Task objective: Restate all the data word for word and omit the pictures.

Data in this exercise:
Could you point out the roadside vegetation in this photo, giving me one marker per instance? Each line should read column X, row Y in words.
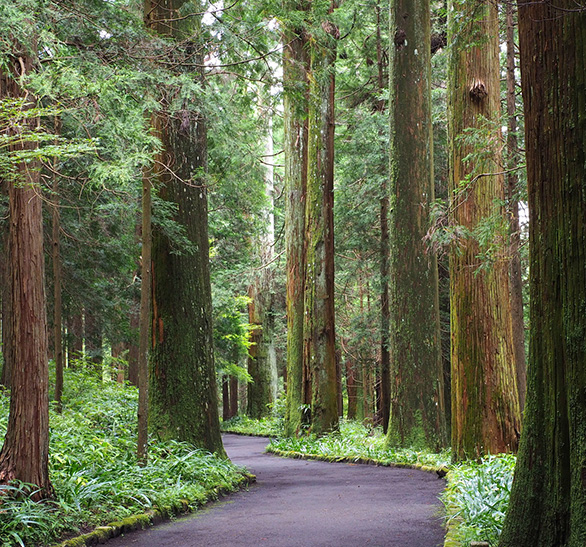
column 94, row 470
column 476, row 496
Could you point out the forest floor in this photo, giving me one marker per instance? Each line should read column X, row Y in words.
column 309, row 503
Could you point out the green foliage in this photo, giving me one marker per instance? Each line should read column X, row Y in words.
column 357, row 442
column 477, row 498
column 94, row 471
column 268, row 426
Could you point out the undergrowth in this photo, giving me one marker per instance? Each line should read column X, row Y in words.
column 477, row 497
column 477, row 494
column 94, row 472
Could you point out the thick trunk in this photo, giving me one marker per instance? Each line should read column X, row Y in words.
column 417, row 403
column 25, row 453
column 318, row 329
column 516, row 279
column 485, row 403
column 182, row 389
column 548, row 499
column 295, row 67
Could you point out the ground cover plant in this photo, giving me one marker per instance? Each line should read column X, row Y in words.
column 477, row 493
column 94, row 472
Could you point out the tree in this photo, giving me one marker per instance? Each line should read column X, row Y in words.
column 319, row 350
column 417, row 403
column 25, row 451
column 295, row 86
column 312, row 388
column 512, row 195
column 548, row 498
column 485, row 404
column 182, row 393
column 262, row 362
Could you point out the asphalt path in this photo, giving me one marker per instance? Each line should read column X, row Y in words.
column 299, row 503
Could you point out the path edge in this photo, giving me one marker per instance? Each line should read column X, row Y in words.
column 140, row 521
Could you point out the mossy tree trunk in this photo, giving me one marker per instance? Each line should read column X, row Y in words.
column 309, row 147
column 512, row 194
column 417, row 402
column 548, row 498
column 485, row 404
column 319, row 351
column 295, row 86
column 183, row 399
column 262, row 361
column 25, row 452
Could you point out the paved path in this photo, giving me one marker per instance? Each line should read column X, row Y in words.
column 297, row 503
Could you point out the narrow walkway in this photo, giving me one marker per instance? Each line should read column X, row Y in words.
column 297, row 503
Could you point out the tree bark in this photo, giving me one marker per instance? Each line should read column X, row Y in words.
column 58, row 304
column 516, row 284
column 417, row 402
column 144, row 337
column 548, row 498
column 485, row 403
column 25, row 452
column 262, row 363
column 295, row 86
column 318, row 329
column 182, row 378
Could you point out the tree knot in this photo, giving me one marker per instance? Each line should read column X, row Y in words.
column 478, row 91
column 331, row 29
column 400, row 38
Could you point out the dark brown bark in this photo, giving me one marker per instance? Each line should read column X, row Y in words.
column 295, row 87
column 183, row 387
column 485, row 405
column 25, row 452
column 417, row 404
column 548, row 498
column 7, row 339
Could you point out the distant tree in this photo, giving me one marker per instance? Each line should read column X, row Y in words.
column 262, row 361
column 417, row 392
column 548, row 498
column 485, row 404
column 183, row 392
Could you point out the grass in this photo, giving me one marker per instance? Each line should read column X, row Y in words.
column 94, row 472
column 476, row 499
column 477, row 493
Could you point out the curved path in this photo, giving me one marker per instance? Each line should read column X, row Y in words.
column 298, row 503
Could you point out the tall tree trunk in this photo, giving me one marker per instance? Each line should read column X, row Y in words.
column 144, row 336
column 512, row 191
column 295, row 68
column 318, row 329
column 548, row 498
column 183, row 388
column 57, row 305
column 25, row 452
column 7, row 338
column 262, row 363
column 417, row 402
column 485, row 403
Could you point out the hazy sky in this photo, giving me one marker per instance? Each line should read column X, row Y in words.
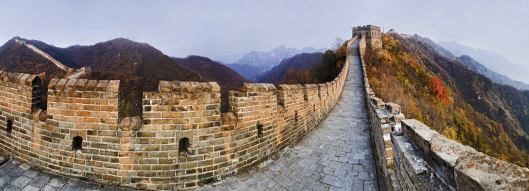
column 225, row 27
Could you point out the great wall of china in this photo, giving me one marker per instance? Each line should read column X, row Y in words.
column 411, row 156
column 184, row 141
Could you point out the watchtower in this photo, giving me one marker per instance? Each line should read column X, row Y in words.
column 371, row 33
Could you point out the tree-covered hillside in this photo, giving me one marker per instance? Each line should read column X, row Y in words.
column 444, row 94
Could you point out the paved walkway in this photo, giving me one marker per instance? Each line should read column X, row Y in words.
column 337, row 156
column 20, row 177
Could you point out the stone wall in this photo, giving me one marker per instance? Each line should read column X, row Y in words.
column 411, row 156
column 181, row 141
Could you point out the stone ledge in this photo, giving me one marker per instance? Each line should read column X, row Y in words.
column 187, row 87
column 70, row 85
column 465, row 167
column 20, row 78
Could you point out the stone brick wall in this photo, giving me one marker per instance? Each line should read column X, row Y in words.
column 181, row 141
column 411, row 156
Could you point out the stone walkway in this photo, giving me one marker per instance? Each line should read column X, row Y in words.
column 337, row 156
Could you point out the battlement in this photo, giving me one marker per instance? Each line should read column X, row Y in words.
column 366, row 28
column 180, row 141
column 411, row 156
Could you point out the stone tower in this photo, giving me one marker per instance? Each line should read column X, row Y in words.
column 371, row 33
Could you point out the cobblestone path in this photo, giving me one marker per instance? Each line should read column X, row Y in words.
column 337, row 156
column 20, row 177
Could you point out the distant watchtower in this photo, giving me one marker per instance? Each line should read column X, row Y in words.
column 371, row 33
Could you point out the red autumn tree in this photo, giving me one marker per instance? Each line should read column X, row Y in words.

Solution to this task:
Could you point out the roadside vegetation in this photo, giving me one marker per instance? Each line should read column X, row Y in words.
column 94, row 470
column 476, row 496
Could you point out the forest floor in this photo, giving me one marker per instance? Each line should read column X, row Y in words.
column 309, row 503
Could you point out the green foliage in this photo, giving me one marker per instance? Each line should read column X, row Y in words.
column 357, row 442
column 477, row 498
column 94, row 471
column 268, row 426
Could you point out the undergrowth in this photo, giving me one marker per instance? Each line should read column X, row Y in words.
column 477, row 497
column 477, row 494
column 94, row 472
Could you point out the thick trunk in this photo, giving me one marker per instance? Each line should read column X, row Y in words.
column 417, row 403
column 25, row 453
column 318, row 329
column 516, row 279
column 485, row 403
column 182, row 389
column 548, row 499
column 295, row 67
Could you point out the ground cover plant in this photo, giving me one marker per instance? Each line should read column X, row Y in words.
column 477, row 493
column 94, row 472
Could you point out the tree in this photo, giving me one marker per instance? Each line should read column X, row Y in words.
column 319, row 350
column 417, row 403
column 25, row 451
column 295, row 86
column 312, row 388
column 512, row 195
column 548, row 498
column 485, row 404
column 182, row 393
column 262, row 362
Could you point out the asphalt path in this photo, giving me one marker per instance? Each line should read column X, row Y in words.
column 299, row 503
Could you point out the path edge in this photo, giving me one marker per instance? Each line should read column X, row Y in words.
column 140, row 521
Could you point out the mossy tree trunk in this photo, giving me one marker per instance? Each line should read column X, row Y in words.
column 309, row 147
column 512, row 194
column 417, row 402
column 548, row 498
column 485, row 404
column 319, row 351
column 295, row 86
column 183, row 399
column 262, row 361
column 25, row 452
Could you point out the paved path in this photo, giving me one marker per instance? Each line should read column X, row Y in words.
column 297, row 503
Could you point out the narrow walkway in this photo, giving me one marker per instance? Each line should read column X, row Y in words.
column 297, row 503
Could you point out the tree bark in this photo, giving me one marker per instance? Each line should read column X, row Y in words.
column 58, row 304
column 516, row 284
column 417, row 402
column 144, row 337
column 548, row 498
column 485, row 403
column 25, row 452
column 262, row 363
column 295, row 86
column 318, row 329
column 182, row 378
Could you point out the tree knot in this photo, giving me one marker per instance? Each line should read column X, row Y in words.
column 478, row 91
column 331, row 29
column 400, row 38
Could you point out the dark brown bark in this photo, giving me one marker per instance? Each line should read column X, row Y in words.
column 295, row 87
column 183, row 387
column 485, row 405
column 25, row 452
column 417, row 404
column 548, row 498
column 7, row 339
Could you point out the distant tree in this photo, giving me one marker per instance? Each line should read column X, row Y in words.
column 262, row 361
column 417, row 392
column 548, row 498
column 485, row 404
column 183, row 392
Could you point out the grass in this photo, giving me one marker per instance? Each line should read column X, row Y in words.
column 94, row 472
column 476, row 499
column 477, row 493
Could you point out the curved path in this photo, giving me one marker per instance? Each line should read column X, row Y in words.
column 298, row 503
Could you point out the tall tree trunk in this photo, giving me one marker per instance? Each line should read column X, row Y in words.
column 144, row 336
column 512, row 191
column 295, row 68
column 318, row 329
column 548, row 498
column 183, row 388
column 57, row 305
column 25, row 452
column 7, row 338
column 262, row 363
column 417, row 402
column 485, row 403
Could you point out the hazy sky in this photo, giving me one marker per instance? Each line should read column X, row Y in words.
column 225, row 27
Could you point out the great wall of china in this photo, giving me one marker per instance? Each line should read column X, row Y in words.
column 411, row 156
column 184, row 141
Could you point out the watchtower in this photo, giving me one marker per instance? Each line should read column X, row Y in words.
column 371, row 33
Could you point out the tree-covered hillside in this photo, giving me one marker per instance? Each line should read column X, row Y in words.
column 444, row 94
Could you point out the paved walkway in this photo, giving me one marker per instance? Each line should read column X, row Y in words.
column 337, row 156
column 20, row 177
Could you point out the stone wall in this photo, giving me one marker per instance? Each line should read column X, row Y in words.
column 411, row 156
column 181, row 141
Could you point out the stone ledge in this photo, giving me one marker per instance? Each line should read column X, row Y in words.
column 187, row 87
column 70, row 85
column 465, row 167
column 20, row 78
Could you point out the stone brick wall in this photo, giving me one marker per instance? Each line should read column X, row Y in words.
column 181, row 141
column 411, row 156
Could you point out the stone walkway in this photo, giving me one marker per instance? Each line should read column X, row Y in words.
column 337, row 156
Could you point out the battlement in this photo, giving me one marker per instance? Each line should read column X, row Y in words.
column 366, row 28
column 180, row 141
column 411, row 156
Could you point out the stone tower in this photo, giving me one marker per instance? Each line should read column X, row Y in words.
column 371, row 33
Could you point out the cobblestone path in this photo, giving me one marker per instance? Each line should read column X, row Y in words.
column 337, row 156
column 20, row 177
Could you point out the distant watchtower in this photo, giving me one marker per instance? Each line should read column X, row Y in words.
column 371, row 33
Could you point out the red autumn tree in this photo, giving me one marker per instance? Each line should read column X, row Y in words.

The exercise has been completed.